## EXCERPTED DATA:
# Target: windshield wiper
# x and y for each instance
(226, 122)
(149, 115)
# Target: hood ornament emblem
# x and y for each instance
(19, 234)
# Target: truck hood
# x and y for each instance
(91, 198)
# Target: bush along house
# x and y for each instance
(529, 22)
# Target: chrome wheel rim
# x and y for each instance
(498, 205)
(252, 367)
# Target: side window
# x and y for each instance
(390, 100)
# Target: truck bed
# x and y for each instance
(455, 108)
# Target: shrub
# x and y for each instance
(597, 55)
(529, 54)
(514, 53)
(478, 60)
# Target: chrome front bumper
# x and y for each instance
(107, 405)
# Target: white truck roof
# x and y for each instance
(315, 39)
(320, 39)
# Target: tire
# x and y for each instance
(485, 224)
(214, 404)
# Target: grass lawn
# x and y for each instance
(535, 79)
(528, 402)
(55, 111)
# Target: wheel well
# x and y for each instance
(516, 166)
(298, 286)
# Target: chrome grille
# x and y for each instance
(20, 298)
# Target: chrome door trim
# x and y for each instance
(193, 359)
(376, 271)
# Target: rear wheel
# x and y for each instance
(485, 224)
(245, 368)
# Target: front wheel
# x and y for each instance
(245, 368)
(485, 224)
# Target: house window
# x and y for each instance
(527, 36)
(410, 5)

## SET EXERCISE:
Swap "chrome" for "silver" everywhere it occurs in the lines above, keeping everything else the same.

## EXPECTED OUTPUT:
# Target: windshield wiper
# x and y for each instance
(226, 122)
(149, 115)
# Target: hood ornament emblem
# x and y for each instance
(19, 234)
# Target: truck hood
# x and y for each instance
(91, 198)
# Target: bush along house
# x and y for each instance
(529, 22)
# Target: silver wheel rim
# x and y for each instance
(498, 205)
(252, 367)
# Target: side window
# x and y for each instance
(390, 100)
# Target: truck bed
# x and y for each instance
(455, 108)
# Target: shrub
# x and y for each instance
(597, 55)
(529, 54)
(514, 53)
(478, 60)
# Target: silver front bumper
# x and y for each instance
(107, 405)
# Target: white truck roof
# x and y for each instance
(315, 39)
(320, 39)
# Target: tire
# x and y for each instance
(485, 224)
(214, 404)
# Target: grass lawn
# x and y for each instance
(535, 79)
(528, 402)
(55, 111)
# Target: wheel well
# x and y for each instance
(516, 166)
(298, 286)
# Target: silver grille
# x and y for each instance
(20, 298)
# Target: silver door trim
# x and y for each instance
(193, 359)
(376, 271)
# Target: rear wheel
# x and y for each instance
(485, 224)
(245, 368)
# Target: front wheel
# x and y for each instance
(245, 368)
(485, 224)
# Target: house window
# x and y for each instance
(527, 36)
(410, 5)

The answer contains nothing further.